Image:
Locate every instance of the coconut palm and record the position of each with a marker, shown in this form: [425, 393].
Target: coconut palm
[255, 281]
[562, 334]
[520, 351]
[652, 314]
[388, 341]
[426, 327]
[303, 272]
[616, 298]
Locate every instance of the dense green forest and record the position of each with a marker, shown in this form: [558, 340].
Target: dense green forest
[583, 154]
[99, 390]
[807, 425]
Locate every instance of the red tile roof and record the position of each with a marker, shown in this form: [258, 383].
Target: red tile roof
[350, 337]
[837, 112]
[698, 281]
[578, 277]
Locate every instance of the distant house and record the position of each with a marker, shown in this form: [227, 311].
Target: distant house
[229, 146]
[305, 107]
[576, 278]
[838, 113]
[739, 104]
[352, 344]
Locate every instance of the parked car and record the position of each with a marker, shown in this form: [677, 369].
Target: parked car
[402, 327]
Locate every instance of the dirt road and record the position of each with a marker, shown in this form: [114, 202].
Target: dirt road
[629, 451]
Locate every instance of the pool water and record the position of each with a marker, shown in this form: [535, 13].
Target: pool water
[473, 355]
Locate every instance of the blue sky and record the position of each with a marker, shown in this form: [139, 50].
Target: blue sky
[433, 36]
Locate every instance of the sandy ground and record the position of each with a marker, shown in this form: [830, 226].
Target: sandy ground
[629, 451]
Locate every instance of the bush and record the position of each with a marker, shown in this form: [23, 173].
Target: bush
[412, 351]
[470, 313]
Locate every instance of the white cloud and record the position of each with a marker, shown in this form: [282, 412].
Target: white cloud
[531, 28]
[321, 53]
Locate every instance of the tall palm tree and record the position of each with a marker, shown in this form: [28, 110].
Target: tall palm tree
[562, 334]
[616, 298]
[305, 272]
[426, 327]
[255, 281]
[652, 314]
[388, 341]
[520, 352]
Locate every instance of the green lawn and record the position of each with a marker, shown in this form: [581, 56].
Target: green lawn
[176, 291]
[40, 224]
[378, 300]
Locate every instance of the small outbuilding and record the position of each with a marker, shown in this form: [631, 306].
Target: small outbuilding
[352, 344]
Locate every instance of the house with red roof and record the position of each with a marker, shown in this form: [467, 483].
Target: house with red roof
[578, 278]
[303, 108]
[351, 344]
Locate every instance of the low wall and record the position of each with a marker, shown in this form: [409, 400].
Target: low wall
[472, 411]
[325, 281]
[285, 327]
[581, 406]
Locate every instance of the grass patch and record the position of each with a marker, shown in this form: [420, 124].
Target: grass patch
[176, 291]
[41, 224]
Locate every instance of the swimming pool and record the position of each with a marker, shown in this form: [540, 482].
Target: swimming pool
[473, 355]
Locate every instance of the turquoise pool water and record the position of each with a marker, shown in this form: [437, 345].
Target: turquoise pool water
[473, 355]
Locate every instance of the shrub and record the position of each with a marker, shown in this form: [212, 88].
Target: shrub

#### Given task
Rewrite all of the items above, replacing every occurrence of "marker" with "dot" and leaving everything else unchanged.

#### Solution to this task
Image:
Locate every instance of the coconut palm and record the position of each with a dot, shown in this form: [425, 393].
Target: coconut palm
[255, 281]
[562, 334]
[520, 351]
[652, 314]
[388, 341]
[426, 327]
[303, 272]
[616, 298]
Locate every instance of the dense green forest and record the position of each with a dot, shown in this form: [558, 340].
Target: dense green forest
[583, 154]
[99, 390]
[807, 425]
Locate every instance of the red tile roof and record the position of each with a dot, shown in this form: [258, 383].
Target: red tile roof
[350, 337]
[837, 112]
[698, 281]
[578, 277]
Locate every instance of the distant house and record the position of each with a dot, shown in this form: [227, 311].
Target: distant house
[229, 146]
[305, 107]
[576, 278]
[838, 113]
[739, 104]
[352, 344]
Locate every instance of the parked car and record the position of each with a dot, shown in this form: [677, 369].
Target: parked car
[402, 327]
Locate every instance of the dirt road and record the position of each with a dot, shown in this form: [114, 202].
Target: dirt road
[629, 451]
Locate every instance of the pool water and record the position of each with a dot, shown in this form: [535, 13].
Target: pool water
[473, 355]
Locate every instance of the blue sky and record the position of each with a dot, shown in this form: [139, 50].
Target: blue sky
[433, 36]
Locate every instance of the sandy ground and record the position of each with a dot, shown in this form: [830, 226].
Target: sandy ground
[629, 451]
Locate every instance of the bush and record the position of each with a dot, shown in this form: [23, 173].
Target: bush
[412, 351]
[470, 313]
Locate every instance of the white cloud and record the position of each with a dot, shown in this form: [282, 412].
Target: white cloud
[531, 28]
[321, 53]
Locate every instance of the tall palm tree and record the position of each with a dot, shown in this form: [28, 110].
Target: tall palm tree
[562, 334]
[616, 298]
[305, 272]
[426, 327]
[255, 281]
[652, 314]
[388, 341]
[520, 352]
Locate every instance of the green lawn and record the position of each with a dot, shown in this form: [581, 56].
Target: green lawn
[176, 291]
[40, 224]
[378, 300]
Locate every instance of the small outbuilding and record the position of each with a dot, shown in this form: [631, 306].
Target: small outbuilding
[352, 344]
Locate every instance of the house with red roof and record the position of each with a dot, shown in this form: [467, 483].
Target: house with red roof
[578, 278]
[303, 108]
[351, 344]
Locate every instance of the low wall and record the position of each with a dot, shown in this form: [409, 400].
Target: low wall
[472, 411]
[325, 281]
[285, 327]
[581, 406]
Locate every instance of the grass patch and record the position of each with a dot, shown in this form: [420, 124].
Target: grass patch
[176, 291]
[41, 224]
Locate every instance of the swimming pool and record the position of each with a dot, shown in this form: [540, 482].
Target: swimming pool
[473, 355]
Locate every instance of the turquoise pool water and record the position of each with a dot, shown in this form: [437, 345].
Target: turquoise pool water
[473, 355]
Locate every instance of the shrub and record the position of each with a dot, shown in this form: [212, 88].
Target: shrub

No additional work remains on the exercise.